DO THIS :: Nothing before the line containing "hair, written as integer pixel values." belongs in the answer; quote that line and all lines after it through the end of the material, word for word.

--- Begin ---

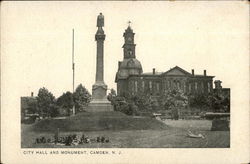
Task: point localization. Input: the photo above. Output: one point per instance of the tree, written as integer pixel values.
(66, 102)
(81, 97)
(174, 100)
(219, 102)
(45, 102)
(200, 101)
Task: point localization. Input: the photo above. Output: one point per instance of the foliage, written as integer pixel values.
(66, 101)
(32, 107)
(46, 103)
(174, 100)
(219, 102)
(81, 98)
(199, 101)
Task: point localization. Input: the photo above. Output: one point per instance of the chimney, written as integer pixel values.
(153, 71)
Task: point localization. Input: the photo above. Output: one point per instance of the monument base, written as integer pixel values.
(99, 106)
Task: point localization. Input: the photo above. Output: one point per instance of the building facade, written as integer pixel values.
(130, 78)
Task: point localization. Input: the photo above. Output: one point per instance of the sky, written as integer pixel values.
(37, 39)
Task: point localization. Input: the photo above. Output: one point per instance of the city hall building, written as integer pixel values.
(131, 79)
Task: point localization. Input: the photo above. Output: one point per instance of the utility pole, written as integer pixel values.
(73, 68)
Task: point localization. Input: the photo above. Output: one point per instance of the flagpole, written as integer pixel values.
(73, 67)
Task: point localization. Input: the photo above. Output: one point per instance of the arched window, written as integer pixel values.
(208, 87)
(136, 87)
(143, 85)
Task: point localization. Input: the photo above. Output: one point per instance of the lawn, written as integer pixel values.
(175, 136)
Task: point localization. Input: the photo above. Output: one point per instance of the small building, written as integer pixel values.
(130, 78)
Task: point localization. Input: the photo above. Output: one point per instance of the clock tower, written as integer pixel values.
(129, 46)
(129, 66)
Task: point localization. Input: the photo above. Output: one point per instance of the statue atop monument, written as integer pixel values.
(100, 20)
(99, 89)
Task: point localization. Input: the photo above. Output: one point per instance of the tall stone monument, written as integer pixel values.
(99, 89)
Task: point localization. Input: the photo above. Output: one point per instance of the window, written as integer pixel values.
(202, 87)
(157, 87)
(143, 85)
(150, 85)
(178, 85)
(136, 87)
(208, 87)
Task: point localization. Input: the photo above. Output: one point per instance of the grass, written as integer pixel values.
(99, 121)
(174, 135)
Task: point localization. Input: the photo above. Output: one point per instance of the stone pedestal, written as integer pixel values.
(99, 102)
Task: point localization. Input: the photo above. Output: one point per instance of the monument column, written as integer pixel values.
(99, 37)
(99, 89)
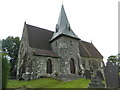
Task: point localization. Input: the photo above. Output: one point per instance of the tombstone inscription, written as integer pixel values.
(96, 82)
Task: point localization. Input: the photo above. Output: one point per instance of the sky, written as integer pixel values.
(94, 21)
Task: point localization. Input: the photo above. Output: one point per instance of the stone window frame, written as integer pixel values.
(51, 67)
(71, 43)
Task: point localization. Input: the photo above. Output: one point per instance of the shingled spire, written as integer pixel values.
(63, 26)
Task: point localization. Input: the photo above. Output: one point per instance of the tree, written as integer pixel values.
(10, 46)
(5, 70)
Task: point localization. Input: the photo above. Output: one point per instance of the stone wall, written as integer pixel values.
(67, 48)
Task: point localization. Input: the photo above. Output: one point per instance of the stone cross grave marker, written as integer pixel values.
(100, 75)
(87, 74)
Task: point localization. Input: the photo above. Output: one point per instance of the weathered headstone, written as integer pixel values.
(87, 74)
(100, 75)
(96, 82)
(111, 75)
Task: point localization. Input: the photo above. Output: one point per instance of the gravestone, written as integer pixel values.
(111, 75)
(100, 75)
(96, 82)
(87, 74)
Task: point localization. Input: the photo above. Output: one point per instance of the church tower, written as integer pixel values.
(66, 44)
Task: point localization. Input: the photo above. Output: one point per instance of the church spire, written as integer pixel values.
(63, 26)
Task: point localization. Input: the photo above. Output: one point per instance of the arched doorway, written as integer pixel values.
(49, 66)
(72, 66)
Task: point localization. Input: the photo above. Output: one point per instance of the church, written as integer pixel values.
(44, 53)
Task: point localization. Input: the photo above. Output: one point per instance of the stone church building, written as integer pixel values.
(44, 53)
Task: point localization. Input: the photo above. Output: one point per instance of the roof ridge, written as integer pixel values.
(85, 48)
(39, 27)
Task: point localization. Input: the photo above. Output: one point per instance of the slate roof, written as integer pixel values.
(44, 52)
(88, 50)
(39, 37)
(39, 40)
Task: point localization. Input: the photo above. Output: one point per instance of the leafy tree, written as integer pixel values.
(5, 70)
(10, 46)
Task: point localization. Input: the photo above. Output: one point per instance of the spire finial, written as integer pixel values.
(25, 22)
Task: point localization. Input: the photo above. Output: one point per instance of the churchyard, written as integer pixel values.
(110, 79)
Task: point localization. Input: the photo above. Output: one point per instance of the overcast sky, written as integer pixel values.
(91, 20)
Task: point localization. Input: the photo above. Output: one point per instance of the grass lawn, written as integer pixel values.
(48, 83)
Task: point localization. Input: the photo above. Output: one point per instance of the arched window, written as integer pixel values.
(49, 66)
(72, 66)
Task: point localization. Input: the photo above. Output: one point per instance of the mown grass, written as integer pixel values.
(48, 83)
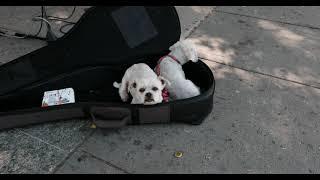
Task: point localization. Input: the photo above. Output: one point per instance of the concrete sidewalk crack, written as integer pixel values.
(266, 19)
(59, 165)
(36, 138)
(106, 162)
(192, 29)
(261, 73)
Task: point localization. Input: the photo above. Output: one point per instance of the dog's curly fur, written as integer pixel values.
(142, 83)
(179, 87)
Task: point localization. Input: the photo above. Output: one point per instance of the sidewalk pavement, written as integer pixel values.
(266, 62)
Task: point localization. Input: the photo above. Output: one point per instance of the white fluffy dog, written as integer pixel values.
(170, 68)
(142, 83)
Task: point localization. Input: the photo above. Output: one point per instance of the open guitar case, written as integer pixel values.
(89, 58)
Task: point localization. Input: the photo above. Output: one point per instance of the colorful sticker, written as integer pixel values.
(58, 97)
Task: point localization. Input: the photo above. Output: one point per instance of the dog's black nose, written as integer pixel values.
(148, 95)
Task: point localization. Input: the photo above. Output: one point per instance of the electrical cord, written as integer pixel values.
(15, 34)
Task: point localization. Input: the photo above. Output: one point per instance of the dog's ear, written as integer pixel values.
(131, 86)
(171, 48)
(190, 50)
(164, 82)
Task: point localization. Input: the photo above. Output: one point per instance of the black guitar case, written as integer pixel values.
(89, 58)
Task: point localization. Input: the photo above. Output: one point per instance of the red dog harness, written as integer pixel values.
(165, 92)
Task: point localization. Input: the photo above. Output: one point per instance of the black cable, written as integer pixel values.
(36, 35)
(58, 18)
(50, 18)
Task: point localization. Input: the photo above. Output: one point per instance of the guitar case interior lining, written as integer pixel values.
(89, 58)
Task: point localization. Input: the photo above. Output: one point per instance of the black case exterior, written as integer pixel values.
(89, 58)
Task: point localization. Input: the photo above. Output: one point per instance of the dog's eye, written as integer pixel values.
(141, 90)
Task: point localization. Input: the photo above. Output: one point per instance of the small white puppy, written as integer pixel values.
(170, 68)
(142, 83)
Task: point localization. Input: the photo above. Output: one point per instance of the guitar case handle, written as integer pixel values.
(110, 117)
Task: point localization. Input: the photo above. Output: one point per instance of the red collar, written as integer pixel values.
(165, 93)
(158, 66)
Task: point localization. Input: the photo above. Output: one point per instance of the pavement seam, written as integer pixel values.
(199, 23)
(105, 162)
(59, 165)
(36, 138)
(266, 19)
(260, 73)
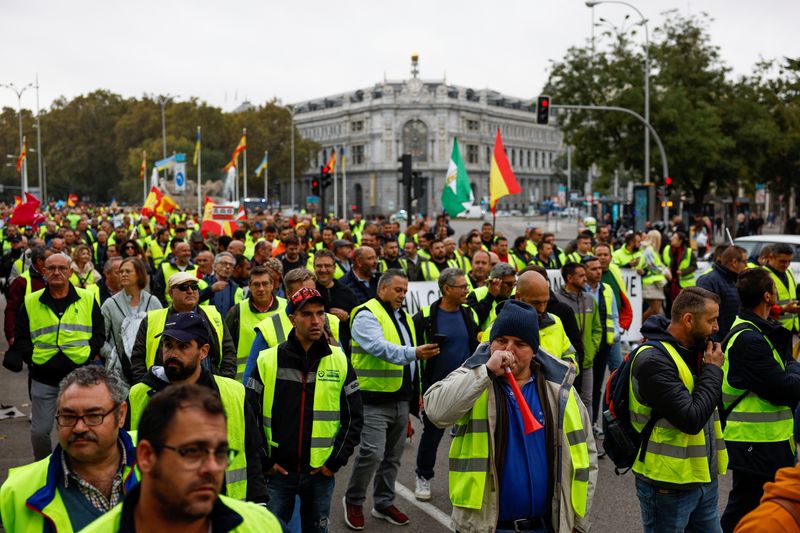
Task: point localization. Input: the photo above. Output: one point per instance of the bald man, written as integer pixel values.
(533, 289)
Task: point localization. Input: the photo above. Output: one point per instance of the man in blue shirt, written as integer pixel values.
(448, 316)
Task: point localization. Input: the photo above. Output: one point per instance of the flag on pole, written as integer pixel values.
(263, 165)
(196, 148)
(456, 191)
(143, 168)
(22, 154)
(238, 150)
(502, 181)
(332, 162)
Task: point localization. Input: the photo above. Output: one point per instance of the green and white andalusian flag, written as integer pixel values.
(456, 191)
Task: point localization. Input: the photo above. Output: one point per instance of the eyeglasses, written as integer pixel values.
(90, 419)
(193, 456)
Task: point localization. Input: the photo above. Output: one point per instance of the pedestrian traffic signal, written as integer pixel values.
(543, 110)
(405, 169)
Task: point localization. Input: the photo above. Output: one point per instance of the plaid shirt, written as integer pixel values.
(90, 492)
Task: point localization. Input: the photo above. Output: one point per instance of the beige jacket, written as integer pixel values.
(450, 399)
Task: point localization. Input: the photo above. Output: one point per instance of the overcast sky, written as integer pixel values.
(224, 52)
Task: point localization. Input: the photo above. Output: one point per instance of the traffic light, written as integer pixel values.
(543, 110)
(405, 169)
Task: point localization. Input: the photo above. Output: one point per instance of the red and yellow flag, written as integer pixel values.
(22, 154)
(502, 181)
(143, 168)
(241, 147)
(332, 162)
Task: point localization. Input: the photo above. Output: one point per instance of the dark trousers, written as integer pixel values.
(428, 444)
(745, 496)
(600, 362)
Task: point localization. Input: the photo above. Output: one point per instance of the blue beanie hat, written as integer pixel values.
(517, 319)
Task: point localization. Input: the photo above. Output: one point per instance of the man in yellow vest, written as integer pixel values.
(58, 329)
(183, 452)
(89, 471)
(243, 317)
(184, 346)
(310, 403)
(760, 391)
(184, 292)
(778, 267)
(384, 355)
(524, 491)
(677, 375)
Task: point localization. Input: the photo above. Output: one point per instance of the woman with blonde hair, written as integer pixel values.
(655, 275)
(83, 271)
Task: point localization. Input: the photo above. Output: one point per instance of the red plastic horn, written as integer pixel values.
(530, 422)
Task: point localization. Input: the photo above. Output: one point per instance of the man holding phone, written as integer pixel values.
(676, 386)
(451, 324)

--- End ---

RESULT FOR THIS EXERCISE ::
Task: point localization. Input: the photo above. Output: one point per instance of the woman with blonde hair, written as integer pixel values.
(655, 275)
(83, 271)
Task: point localization. Input: the photo above. Output: one point per instance of the red plastic horn, written as integer pixel values.
(530, 422)
Task: point localization. Input: the photo above. Output: one point per instance of the man holding phone, written as integer pixel values.
(676, 386)
(451, 324)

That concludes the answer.